Selected passage:
Author: Vasilios N. Kiosses
Psychologist- Person-Centred Counsellor

It seems exceedingly easy to cruelly target myself the moment I begin to wonder what I have done, how I have existed and how I have created my relationships. To corner my idol in the mirror and to raise my finger like a teacher, stressing to myself how inadequate he is, how he did wrong and how he could have behaved differently.

To scold him, highlighting the new ways in which he should behave, to get mad because he wasn’t fast enough to react otherwise and to get disgusted by him for failing. This self-feeding accusation is most reflexive, as if it has been deeply rooted within me and nothing can be done about it now. The mind has built such notions which now resemble impregnable castles and it is now hopeless to try and demolish them. The strength to build them was not solely provided by me, but principally by those closest to me, who either silently or not created such foundations for living and behaving that never suited me.

Even now in retrospect, I can effortlessly become a judge, ready to charge the guilty. I start demanding from myself another way of acting, which is however unknown to me, as there was never anyone there to guide me. I feel inadequate for not knowing earlier, for not being able to listen to things differently, for not having the strength to summon my powers so at the time of beating myself up I could also have saved myself. I outrageously demanded from myself to know! It’s truly scary, how strict I can get with myself sometimes.

What has made me so strict? What powers this feeling of responsibility that I always felt I had? What is it that makes us expect complete personal adequacy from the beginning, without even knowing what we are up against?

Data listing:
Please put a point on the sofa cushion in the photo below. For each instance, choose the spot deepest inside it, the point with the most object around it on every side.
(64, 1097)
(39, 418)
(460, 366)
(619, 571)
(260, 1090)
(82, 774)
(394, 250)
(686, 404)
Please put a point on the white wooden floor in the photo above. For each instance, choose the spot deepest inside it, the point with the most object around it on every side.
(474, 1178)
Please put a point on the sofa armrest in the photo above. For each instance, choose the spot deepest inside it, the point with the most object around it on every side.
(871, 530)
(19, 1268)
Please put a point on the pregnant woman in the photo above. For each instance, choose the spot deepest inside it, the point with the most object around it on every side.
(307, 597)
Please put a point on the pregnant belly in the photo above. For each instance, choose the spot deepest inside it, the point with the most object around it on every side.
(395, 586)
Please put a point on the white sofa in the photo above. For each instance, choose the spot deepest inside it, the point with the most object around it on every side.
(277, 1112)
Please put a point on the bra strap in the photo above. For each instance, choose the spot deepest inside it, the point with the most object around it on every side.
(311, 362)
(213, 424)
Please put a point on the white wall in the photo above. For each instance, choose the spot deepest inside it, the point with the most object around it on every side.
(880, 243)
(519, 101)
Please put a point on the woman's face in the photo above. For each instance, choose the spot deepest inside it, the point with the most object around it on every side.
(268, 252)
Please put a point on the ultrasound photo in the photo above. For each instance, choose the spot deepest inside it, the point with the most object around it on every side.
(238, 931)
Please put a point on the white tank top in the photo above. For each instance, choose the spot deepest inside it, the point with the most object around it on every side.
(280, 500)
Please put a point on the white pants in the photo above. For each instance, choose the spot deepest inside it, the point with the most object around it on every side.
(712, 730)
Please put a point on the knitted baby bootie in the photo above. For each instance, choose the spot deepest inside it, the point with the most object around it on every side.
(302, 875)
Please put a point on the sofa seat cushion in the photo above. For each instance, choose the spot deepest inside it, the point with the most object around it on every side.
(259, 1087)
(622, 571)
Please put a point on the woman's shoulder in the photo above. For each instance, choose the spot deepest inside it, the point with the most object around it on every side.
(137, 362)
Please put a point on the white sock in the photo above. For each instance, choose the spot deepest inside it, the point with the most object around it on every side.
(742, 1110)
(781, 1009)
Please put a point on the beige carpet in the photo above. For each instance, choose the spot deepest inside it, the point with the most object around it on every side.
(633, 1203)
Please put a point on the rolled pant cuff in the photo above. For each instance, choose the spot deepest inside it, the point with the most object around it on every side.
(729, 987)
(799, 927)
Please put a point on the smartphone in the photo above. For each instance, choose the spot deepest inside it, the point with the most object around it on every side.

Work request A:
Answer from the piece on self-blame, one line each:
(i) According to the writer, who principally provided the strength to build the notions in the mind?
(ii) What does the writer say those notions now resemble?
(iii) Why is the other way of acting that the writer demands unknown to him?
Work request B:
In the piece on self-blame, the writer names several things he feels inadequate for not having done. List all of them.
Work request C:
Write the next part of the piece on self-blame, picking up right after its final sentence.

Response area A:
(i) Those closest to the writer.
(ii) Impregnable castles.
(iii) There was never anyone there to guide him.

Response area B:
- Not knowing earlier
- Not being able to listen to things differently
- Not having the strength to summon his powers so that, at the time of beating himself up, he could also have saved himself

Response area C:
I assume that on the whole, once self-trust evaporates, I begin to expect even more from me. The feeling that I am not competent enough activates a series of reactions that make me victim of my demands. And then I fret because during the vortex of discomfort I could not see clearly. Just as in an explosion, when at the very moment of being blinded by the waves of dust, I expect to have the perfect eye vision of a raptor.

It frequently reminds me of a young explorer fighting to dig up treasures. As soon as he finds one he holds onto it, but after a while he throws it away in search of a better next, shinier and more precious. And so he goes on digging and toiling. He succeeds in finding what he was looking for. He then throws it away though, while plotting how he can find an even more attractive and unique treasure. I don’t know if he finds it in the end. I know for certain that he is very tired, he is sweating and his hands are protesting. I also know how he kept nothing of what he found, as nothing looked precious enough. I know that he wronged himself through the stress and that in the end he demanded that he had found the ‘precious treasure’ from the very beginning. He neglected however how precious he himself is. He neglected how tired he was; despite success or not. He neglected looking in the mirror while holding what he had found and taking pride in it. He neglected taking a step back and taking pride in his hard work. He forgot he has a right to feel tired, he forgot to take a break. There was no one there to remind him that everything he has obtained is forever his and how at any given moment, any decision he made, was right at that moment.


Rogers C. (1995). On Becoming A Person: A Therapist’s View of Psychotherapy, Mariner Books.